┌─ Items
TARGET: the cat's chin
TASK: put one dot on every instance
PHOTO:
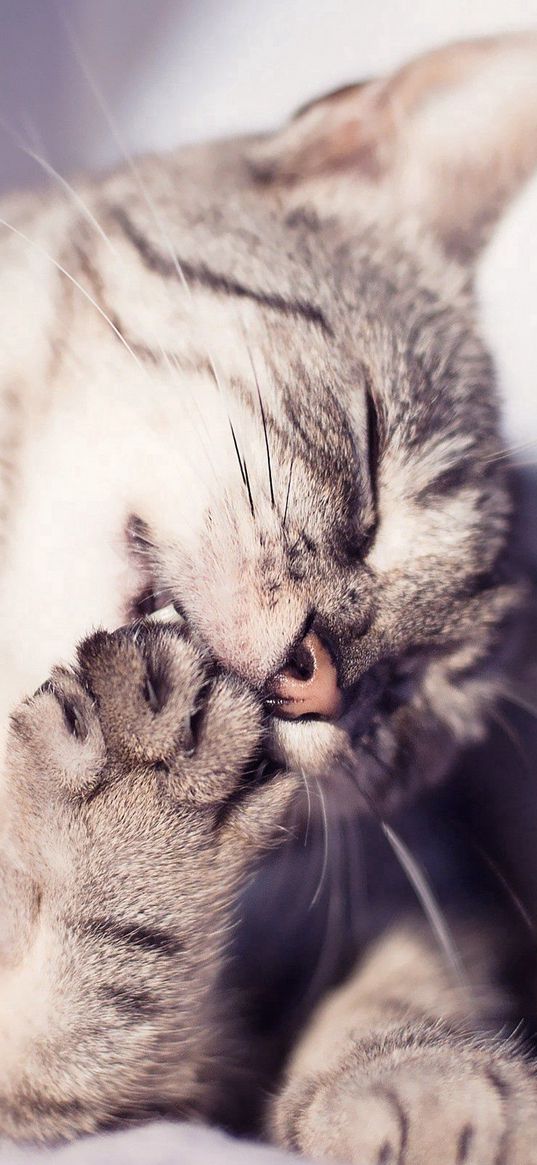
(311, 747)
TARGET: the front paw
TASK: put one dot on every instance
(134, 809)
(417, 1096)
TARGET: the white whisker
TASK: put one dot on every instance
(80, 288)
(425, 896)
(325, 848)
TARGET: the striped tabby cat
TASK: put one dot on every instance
(247, 381)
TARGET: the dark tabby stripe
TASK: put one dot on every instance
(216, 281)
(131, 1005)
(465, 1144)
(394, 1102)
(145, 938)
(502, 1088)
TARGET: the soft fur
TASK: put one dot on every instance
(247, 380)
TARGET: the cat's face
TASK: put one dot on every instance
(339, 468)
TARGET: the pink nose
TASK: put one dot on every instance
(308, 684)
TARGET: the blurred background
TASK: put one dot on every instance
(171, 71)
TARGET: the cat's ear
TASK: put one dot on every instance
(447, 140)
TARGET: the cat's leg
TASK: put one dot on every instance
(388, 1073)
(129, 817)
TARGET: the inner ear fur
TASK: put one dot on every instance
(449, 139)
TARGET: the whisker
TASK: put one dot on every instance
(249, 491)
(69, 190)
(306, 786)
(511, 894)
(510, 451)
(325, 849)
(82, 289)
(288, 495)
(120, 146)
(263, 419)
(237, 451)
(425, 896)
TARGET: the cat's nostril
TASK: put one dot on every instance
(308, 684)
(301, 664)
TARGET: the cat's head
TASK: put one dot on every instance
(334, 473)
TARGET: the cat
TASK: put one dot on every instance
(246, 381)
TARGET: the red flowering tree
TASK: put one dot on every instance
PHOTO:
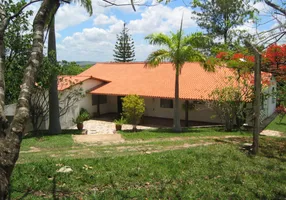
(274, 61)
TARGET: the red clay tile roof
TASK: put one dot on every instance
(134, 78)
(66, 81)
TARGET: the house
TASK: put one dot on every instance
(106, 83)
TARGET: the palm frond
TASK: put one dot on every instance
(196, 40)
(156, 57)
(159, 39)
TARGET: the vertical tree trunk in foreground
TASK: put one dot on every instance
(54, 111)
(177, 123)
(187, 113)
(10, 143)
(257, 81)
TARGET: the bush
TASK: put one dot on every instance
(133, 109)
(281, 110)
(83, 115)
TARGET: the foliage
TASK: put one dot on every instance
(124, 50)
(18, 39)
(83, 116)
(278, 125)
(281, 110)
(274, 61)
(178, 50)
(221, 17)
(133, 109)
(71, 68)
(230, 102)
(39, 104)
(120, 121)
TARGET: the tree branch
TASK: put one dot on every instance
(276, 7)
(21, 9)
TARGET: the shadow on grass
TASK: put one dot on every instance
(42, 133)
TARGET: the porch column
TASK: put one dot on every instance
(186, 113)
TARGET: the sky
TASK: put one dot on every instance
(81, 37)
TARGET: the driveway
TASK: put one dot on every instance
(104, 127)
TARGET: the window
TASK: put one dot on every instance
(273, 96)
(102, 99)
(166, 103)
(262, 102)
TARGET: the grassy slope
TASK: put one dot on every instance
(167, 133)
(276, 126)
(212, 172)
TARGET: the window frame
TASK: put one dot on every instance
(166, 103)
(102, 99)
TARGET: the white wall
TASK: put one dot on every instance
(201, 113)
(85, 102)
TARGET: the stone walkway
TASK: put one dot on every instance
(272, 133)
(103, 127)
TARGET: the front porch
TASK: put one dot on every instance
(157, 122)
(158, 111)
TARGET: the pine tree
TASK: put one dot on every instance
(124, 50)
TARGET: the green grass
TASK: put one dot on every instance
(49, 141)
(212, 172)
(167, 133)
(276, 126)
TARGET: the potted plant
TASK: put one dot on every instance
(119, 123)
(83, 115)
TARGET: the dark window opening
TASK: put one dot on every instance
(166, 103)
(101, 98)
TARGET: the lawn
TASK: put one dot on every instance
(276, 126)
(219, 171)
(49, 141)
(168, 133)
(154, 169)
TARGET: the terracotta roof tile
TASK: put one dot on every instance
(134, 78)
(67, 81)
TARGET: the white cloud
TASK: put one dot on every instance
(161, 18)
(70, 15)
(102, 19)
(97, 44)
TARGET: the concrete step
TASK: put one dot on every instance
(100, 138)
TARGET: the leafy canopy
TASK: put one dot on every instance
(133, 108)
(220, 17)
(178, 49)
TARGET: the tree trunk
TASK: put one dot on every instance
(186, 113)
(257, 87)
(177, 123)
(54, 110)
(10, 144)
(3, 25)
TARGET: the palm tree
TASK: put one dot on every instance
(54, 114)
(179, 49)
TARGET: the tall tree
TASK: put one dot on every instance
(54, 111)
(18, 40)
(124, 50)
(179, 49)
(220, 17)
(11, 135)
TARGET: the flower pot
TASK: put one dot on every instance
(118, 127)
(79, 126)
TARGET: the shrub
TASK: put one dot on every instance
(83, 115)
(281, 110)
(133, 109)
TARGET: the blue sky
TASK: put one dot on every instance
(81, 37)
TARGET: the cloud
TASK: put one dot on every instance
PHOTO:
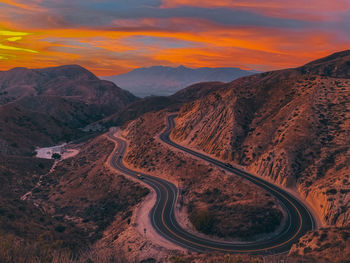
(110, 37)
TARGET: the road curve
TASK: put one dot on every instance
(299, 219)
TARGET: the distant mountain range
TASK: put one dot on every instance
(165, 81)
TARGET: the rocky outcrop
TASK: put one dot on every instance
(290, 126)
(322, 246)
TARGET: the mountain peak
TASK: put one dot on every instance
(165, 81)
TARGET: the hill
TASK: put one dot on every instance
(71, 82)
(165, 81)
(291, 126)
(41, 107)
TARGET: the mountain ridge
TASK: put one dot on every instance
(165, 81)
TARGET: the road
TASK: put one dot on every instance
(299, 220)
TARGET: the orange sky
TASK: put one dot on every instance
(110, 37)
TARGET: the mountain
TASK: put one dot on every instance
(41, 107)
(165, 81)
(71, 82)
(291, 126)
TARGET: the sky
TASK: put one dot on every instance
(111, 37)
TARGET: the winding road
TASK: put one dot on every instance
(299, 220)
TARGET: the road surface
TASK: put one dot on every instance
(299, 220)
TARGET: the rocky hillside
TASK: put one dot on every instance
(41, 107)
(215, 202)
(72, 81)
(291, 126)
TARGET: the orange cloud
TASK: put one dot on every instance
(302, 9)
(127, 43)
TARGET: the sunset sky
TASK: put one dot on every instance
(114, 36)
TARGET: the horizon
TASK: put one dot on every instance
(110, 38)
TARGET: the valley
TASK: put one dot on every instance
(218, 160)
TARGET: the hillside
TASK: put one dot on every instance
(41, 107)
(165, 81)
(70, 82)
(290, 126)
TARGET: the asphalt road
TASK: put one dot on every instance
(299, 219)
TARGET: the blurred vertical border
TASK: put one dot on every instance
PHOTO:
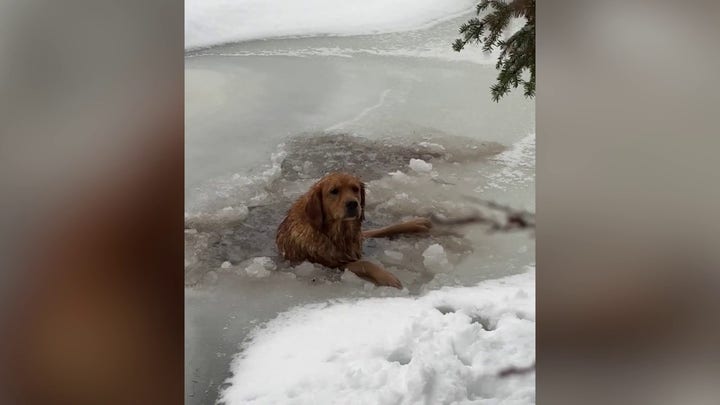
(628, 189)
(91, 179)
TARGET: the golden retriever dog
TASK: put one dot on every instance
(325, 226)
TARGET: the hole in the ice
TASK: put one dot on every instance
(483, 321)
(445, 309)
(400, 356)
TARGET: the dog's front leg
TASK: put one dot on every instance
(374, 273)
(418, 225)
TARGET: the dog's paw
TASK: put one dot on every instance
(418, 225)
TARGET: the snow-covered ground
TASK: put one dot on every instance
(413, 119)
(212, 22)
(448, 346)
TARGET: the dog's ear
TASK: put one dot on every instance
(362, 201)
(314, 209)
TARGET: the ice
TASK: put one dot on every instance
(392, 106)
(435, 259)
(212, 22)
(394, 255)
(260, 267)
(400, 176)
(420, 165)
(448, 346)
(306, 269)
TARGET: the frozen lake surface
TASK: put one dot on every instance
(267, 118)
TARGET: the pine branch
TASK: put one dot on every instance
(517, 53)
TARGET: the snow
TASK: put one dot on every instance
(420, 165)
(260, 267)
(435, 259)
(447, 346)
(212, 22)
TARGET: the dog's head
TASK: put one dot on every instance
(336, 197)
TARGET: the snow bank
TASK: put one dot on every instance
(212, 22)
(445, 347)
(435, 259)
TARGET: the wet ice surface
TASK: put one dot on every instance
(263, 124)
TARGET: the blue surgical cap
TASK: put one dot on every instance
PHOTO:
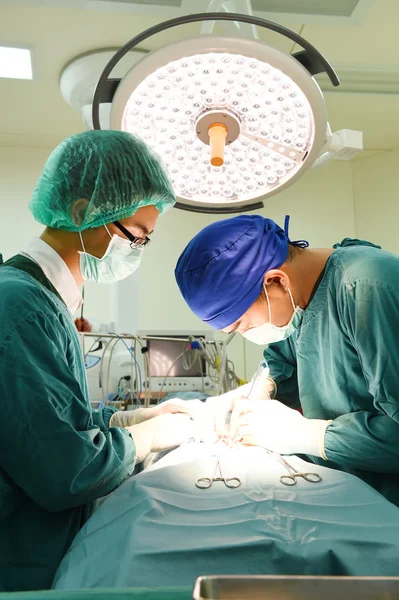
└─
**Exercise:**
Write out each entry exactly as given, omitting any picture.

**Final result:**
TARGET: the cat's chin
TASK: put one dot on every instance
PHOTO:
(311, 747)
TARGET: the front paw
TASK: put one dot on every instance
(134, 809)
(417, 1096)
TARGET: the white whisker
TASK: put one dot on every instance
(80, 288)
(425, 896)
(325, 848)
TARGET: the striped tabby cat
TASK: put one dot on every instance
(247, 381)
TARGET: the dark tabby stripe
TASK: put one dot on every instance
(216, 281)
(131, 1005)
(465, 1144)
(394, 1102)
(145, 938)
(502, 1088)
TARGET: the soft fur
TASK: put one dot on every instance
(247, 380)
TARGET: the cat's face
TASK: put one dot on every instance
(339, 468)
TARGET: the pink nose
TASK: put one dot on every instance
(308, 684)
TARGET: the blurred background
TASK: put one dot on every instance
(171, 71)
TARGET: the cat's ear
TASK: put one dot on every instance
(447, 140)
TARGET: the cat's leg
TASK: put one dot on every instance
(388, 1073)
(129, 817)
TARGET: the inner ear fur
TASK: put one dot on every instance
(449, 139)
TARGET: the whisker
TASK: put one dot on every instance
(249, 491)
(69, 190)
(306, 786)
(511, 894)
(510, 451)
(325, 849)
(82, 289)
(288, 495)
(120, 146)
(263, 419)
(237, 451)
(425, 896)
TARGET: the cat's nostril
TASK: put one dot on every instance
(308, 684)
(301, 664)
TARGET: the cat's head
TASK: put one dot on every instance
(334, 473)
TARGET: the cat
TASK: put one dot on every instance
(246, 381)
TARGET: the red flowering tree
TASK: put one dot on every instance
PHOTO:
(274, 61)
TARGET: the red clay tile roof
TASK: put one dot on every instance
(134, 78)
(66, 81)
TARGET: the house
TASK: put one dot on every instance
(106, 83)
TARGET: the palm frond
TASK: put one dot on every instance
(196, 40)
(156, 57)
(159, 39)
TARGET: the vertical tree trunk in foreground
TASK: put one dot on every instance
(54, 111)
(177, 123)
(187, 113)
(10, 143)
(257, 81)
TARGET: the bush
TASK: put one dot on every instance
(133, 109)
(281, 110)
(83, 115)
TARGET: the foliage
TASK: put one dot on every instance
(124, 50)
(18, 39)
(83, 116)
(278, 125)
(281, 110)
(274, 61)
(178, 50)
(221, 17)
(133, 109)
(71, 68)
(230, 102)
(39, 104)
(120, 121)
TARGET: the tree branch
TASK: put one dot on every instance
(276, 7)
(21, 9)
TARGET: the shadow on grass
TASK: put one dot on every instance
(42, 133)
TARGET: the porch column
TASK: put one dot on every instance
(186, 113)
TARGET: the sky
TASK: put one dot on every instance
(81, 37)
TARGET: the driveway
TASK: put one dot on every instance
(104, 127)
TARGET: the window
TASK: put one dot on every instance
(273, 96)
(102, 99)
(166, 103)
(262, 102)
TARGET: the grassy slope
TASK: put one dot on every instance
(167, 133)
(276, 126)
(212, 172)
TARGET: the window frame
TASK: put one dot on every instance
(166, 103)
(102, 99)
TARGET: the white wall
TASK: put one dot on every instance
(201, 113)
(85, 102)
TARGET: the stone walkway
TASK: put one dot on every instance
(272, 133)
(103, 127)
TARGET: the front porch
TASK: put one dot on every instance
(157, 122)
(158, 111)
TARGET: the pine tree
TASK: put one dot on every instance
(124, 50)
TARGET: the green grass
TASK: put one dot on every instance
(49, 141)
(212, 172)
(167, 133)
(276, 126)
TARGET: the potted plant
TASK: put one dot on every instance
(119, 123)
(83, 115)
TARGET: the dark window opening
TASK: put one dot on every instance
(166, 103)
(101, 98)
TARGET: the lawn
TASK: put one dot on every instance
(276, 126)
(219, 171)
(49, 141)
(168, 133)
(154, 169)
TARGET: the terracotta roof tile
TASK: put one dot on every instance
(134, 78)
(67, 81)
TARGET: the white cloud
TASK: put one dot on every instance
(161, 18)
(70, 15)
(102, 19)
(97, 44)
TARGET: the concrete step
TASK: put one dot on every instance
(100, 138)
TARGET: the leafy canopy
TASK: put one dot on every instance
(133, 108)
(220, 17)
(178, 49)
TARGET: the tree trunk
TASK: put one dot on every instance
(186, 113)
(257, 87)
(177, 123)
(54, 110)
(10, 144)
(3, 25)
TARGET: the palm tree
TASK: put one dot on every instance
(54, 114)
(179, 49)
TARGET: the tall tree
TASK: put one dot on every instance
(54, 111)
(18, 40)
(124, 50)
(179, 49)
(220, 17)
(11, 135)
TARGET: the flower pot
TASK: put one dot on every instance
(118, 127)
(79, 126)
TARGET: the shrub
TASK: put one dot on every instance
(83, 115)
(281, 110)
(133, 109)
TARGET: the blue sky
TASK: put one dot on every instance
(81, 37)
TARGET: the cloud
TASK: put one dot on every instance
PHOTO:
(110, 37)
TARGET: the road curve
TASK: put one dot on every instance
(299, 219)
TARGET: the distant mountain range
TASK: put one dot on every instance
(165, 81)
TARGET: the rocky outcrop
TASK: put one dot on every instance
(290, 126)
(322, 246)
TARGET: the mountain peak
TASK: put one dot on every instance
(165, 81)
TARGET: the hill
TASK: put one dot on every instance
(71, 82)
(165, 81)
(291, 126)
(41, 107)
TARGET: the mountain ridge
TASK: put one dot on every instance
(165, 81)
TARGET: the road
TASK: put one dot on every instance
(299, 220)
TARGET: the orange sky
TASK: put one dot on every instance
(110, 37)
TARGET: the mountain
TASK: put one dot on every instance
(41, 107)
(165, 81)
(71, 82)
(291, 126)
TARGET: the sky
TASK: put one dot on every instance
(111, 37)
TARGET: the winding road
TASK: put one dot on every instance
(299, 220)
TARGET: the road surface
TASK: put one dot on every instance
(299, 220)
TARGET: the rocky hillside
TASK: put one dot on every instance
(41, 107)
(215, 202)
(72, 81)
(291, 126)
TARGET: the orange cloud
TASK: put one dot on every instance
(302, 9)
(127, 43)
TARGET: the sunset sky
TASK: put one dot on every instance
(114, 36)
TARGET: the horizon
TASK: put one dot on every instance
(110, 38)
TARGET: the valley
TASK: put one dot on every instance
(218, 160)
TARGET: the hillside
TASK: put one dot on every instance
(41, 107)
(165, 81)
(70, 82)
(290, 126)
TARGET: the asphalt road
TASK: put one dot on every instance
(299, 219)
TARGET: the blurred vertical border
TASK: put one dot on every instance
PHOTO:
(628, 189)
(91, 179)
TARGET: the golden retriever dog
TASK: put one dot on every instance
(325, 226)
TARGET: the hole in the ice
TASK: put one dot on every instance
(483, 321)
(445, 309)
(400, 356)
TARGET: the dog's front leg
TASK: put one dot on every instance
(374, 273)
(418, 225)
TARGET: the dog's paw
TASK: put one dot on every instance
(418, 225)
TARGET: the snow-covered ground
TASK: put one dot on every instance
(413, 119)
(212, 22)
(448, 346)
TARGET: the dog's ear
TASK: put one dot on every instance
(362, 201)
(314, 209)
TARGET: the ice
TASK: put one dot on every instance
(392, 106)
(435, 259)
(212, 22)
(394, 255)
(260, 267)
(400, 176)
(420, 165)
(448, 346)
(306, 269)
TARGET: the frozen lake surface
TASK: put one dot on every instance
(267, 118)
TARGET: the pine branch
TASK: put one dot on every instance
(517, 53)
TARGET: the snow
TASK: put one dot on every instance
(420, 165)
(260, 267)
(435, 259)
(447, 346)
(212, 22)
TARGET: the dog's head
TASK: put one dot on every instance
(336, 197)
TARGET: the snow bank
TASK: put one dot on every instance
(212, 22)
(445, 347)
(435, 259)
TARGET: the wet ice surface
TASK: put one dot on every instance
(263, 124)
TARGET: the blue surgical cap
TASK: put one dot on every instance
PHOTO:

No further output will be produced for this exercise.